(Beginning of Supplied entries)
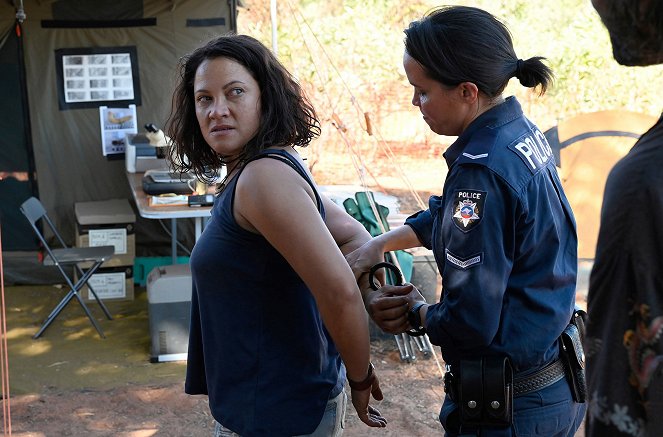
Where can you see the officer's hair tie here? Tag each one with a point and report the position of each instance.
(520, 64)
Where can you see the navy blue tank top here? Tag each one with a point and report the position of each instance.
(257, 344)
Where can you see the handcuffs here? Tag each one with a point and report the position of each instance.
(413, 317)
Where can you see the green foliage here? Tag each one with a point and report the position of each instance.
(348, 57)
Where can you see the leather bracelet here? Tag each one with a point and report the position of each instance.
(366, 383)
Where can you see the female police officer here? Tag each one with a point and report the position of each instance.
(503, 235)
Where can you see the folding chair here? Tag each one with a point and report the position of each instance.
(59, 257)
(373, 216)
(End of Supplied entries)
(Beginning of Supplied entries)
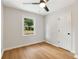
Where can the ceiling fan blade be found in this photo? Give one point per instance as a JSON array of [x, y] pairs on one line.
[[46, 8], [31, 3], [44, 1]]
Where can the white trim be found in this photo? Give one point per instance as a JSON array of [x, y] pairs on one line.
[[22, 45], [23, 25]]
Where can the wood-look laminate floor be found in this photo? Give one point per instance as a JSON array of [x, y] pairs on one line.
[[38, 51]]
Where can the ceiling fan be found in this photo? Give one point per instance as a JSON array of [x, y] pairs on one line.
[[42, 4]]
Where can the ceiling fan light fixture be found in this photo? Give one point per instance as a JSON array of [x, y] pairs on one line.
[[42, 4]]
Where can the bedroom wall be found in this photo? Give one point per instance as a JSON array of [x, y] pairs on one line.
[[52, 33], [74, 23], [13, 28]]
(End of Supplied entries)
(Beginning of Supplied entries)
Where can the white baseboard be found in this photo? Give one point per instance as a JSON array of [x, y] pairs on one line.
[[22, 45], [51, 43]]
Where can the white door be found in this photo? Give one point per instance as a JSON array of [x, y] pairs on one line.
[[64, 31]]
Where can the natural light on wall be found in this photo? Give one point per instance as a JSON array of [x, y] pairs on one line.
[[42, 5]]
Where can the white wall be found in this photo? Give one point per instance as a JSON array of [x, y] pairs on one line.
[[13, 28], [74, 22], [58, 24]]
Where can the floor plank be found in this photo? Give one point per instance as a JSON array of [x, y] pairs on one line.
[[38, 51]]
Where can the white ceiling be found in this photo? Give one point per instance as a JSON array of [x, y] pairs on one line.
(End of Supplied entries)
Exercise requirements –
Your task is to restate, word for word, only those lines above that fall between the line holding "Where can the natural" and the line holding "Where can the white ceiling", inclusive.

Result below –
Where can the natural light on wall be found in this photo? Give one point per instance as a JSON array of [x, y] pairs on one line.
[[42, 5]]
Where can the white wall be found in this photo? Give one point per instance as a JSON array of [x, y] pairs on one line.
[[13, 28], [74, 22], [58, 24]]
Where can the floor plank be found in this photo? Give one point per instance as a JSON array of [x, y] pairs on one line.
[[38, 51]]
Where can the white ceiling be found in this photo? Give one point per instance as a JSON array of [x, y] pairs on one line.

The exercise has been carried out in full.